[Dataset records about where objects are]
* begin *
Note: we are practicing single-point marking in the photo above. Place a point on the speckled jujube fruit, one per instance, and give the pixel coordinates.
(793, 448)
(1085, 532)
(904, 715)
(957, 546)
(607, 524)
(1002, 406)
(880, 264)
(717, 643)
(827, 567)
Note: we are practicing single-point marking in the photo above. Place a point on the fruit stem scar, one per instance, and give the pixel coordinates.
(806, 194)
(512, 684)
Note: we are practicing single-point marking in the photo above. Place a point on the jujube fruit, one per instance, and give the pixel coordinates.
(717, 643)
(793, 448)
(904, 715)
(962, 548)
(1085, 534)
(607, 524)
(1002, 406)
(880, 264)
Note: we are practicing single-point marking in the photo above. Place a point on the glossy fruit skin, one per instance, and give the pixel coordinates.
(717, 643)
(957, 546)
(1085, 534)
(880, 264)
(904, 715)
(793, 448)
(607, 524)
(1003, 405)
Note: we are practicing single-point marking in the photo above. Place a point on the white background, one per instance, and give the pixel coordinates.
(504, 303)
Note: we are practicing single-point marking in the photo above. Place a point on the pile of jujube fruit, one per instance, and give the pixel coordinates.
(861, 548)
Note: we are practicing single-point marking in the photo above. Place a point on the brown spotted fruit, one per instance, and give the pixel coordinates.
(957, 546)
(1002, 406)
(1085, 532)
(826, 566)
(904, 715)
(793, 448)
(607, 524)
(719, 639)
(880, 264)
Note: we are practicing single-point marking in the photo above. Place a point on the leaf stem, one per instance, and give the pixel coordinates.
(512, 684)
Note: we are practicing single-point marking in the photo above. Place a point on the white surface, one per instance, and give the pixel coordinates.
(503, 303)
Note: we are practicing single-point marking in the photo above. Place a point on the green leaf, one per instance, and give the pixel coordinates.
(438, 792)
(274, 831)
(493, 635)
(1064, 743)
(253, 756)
* end *
* begin *
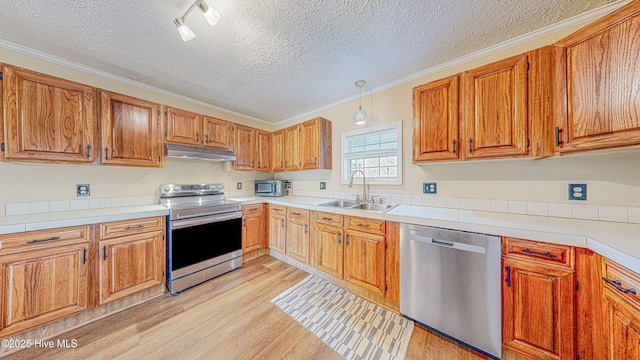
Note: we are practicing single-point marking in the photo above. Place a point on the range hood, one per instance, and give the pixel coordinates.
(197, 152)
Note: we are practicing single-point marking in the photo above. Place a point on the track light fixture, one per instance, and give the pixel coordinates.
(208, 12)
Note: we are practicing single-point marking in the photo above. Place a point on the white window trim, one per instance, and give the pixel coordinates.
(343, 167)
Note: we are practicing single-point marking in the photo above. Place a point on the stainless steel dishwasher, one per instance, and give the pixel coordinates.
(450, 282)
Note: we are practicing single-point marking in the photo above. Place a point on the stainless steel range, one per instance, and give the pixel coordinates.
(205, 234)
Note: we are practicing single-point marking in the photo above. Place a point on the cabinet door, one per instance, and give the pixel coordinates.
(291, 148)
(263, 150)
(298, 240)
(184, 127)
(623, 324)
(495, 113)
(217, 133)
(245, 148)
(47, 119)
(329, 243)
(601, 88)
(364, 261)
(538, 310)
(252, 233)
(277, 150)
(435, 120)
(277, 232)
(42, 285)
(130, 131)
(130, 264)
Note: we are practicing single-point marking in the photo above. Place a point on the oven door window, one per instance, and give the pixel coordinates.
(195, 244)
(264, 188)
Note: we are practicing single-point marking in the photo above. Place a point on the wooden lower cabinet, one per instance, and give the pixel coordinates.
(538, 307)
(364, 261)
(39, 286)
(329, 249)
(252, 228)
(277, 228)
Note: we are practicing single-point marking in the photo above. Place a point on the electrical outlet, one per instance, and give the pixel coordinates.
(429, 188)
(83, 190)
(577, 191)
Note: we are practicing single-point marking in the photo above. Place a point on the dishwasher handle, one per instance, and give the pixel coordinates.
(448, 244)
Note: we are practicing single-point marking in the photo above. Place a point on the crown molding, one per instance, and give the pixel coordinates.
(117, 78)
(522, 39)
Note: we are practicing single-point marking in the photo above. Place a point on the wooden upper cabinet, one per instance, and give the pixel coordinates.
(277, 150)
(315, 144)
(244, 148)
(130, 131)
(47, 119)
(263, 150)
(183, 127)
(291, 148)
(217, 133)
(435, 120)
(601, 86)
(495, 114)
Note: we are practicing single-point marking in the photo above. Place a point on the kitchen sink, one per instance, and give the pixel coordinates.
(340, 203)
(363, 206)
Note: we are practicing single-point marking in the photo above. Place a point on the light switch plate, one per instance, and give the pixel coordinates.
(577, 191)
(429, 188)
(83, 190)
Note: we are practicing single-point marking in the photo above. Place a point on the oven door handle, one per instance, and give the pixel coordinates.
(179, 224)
* end *
Pull out every line in the records above that contains the word "door", matching case exactly.

# Result of the exercise:
Note: we are practicing single-point marking in the photo above. Place a point on the cabinet door, one per instance, and give the pixel coordinates.
Note: we are practicing single-point marking in the photo above. Place a point on the oven door window, one per instance, and give the pixel coordinates.
Note: we are practicing single-point marking in the photo above. Place a point on the oven door handle, one per instance, and give the pixel coordinates.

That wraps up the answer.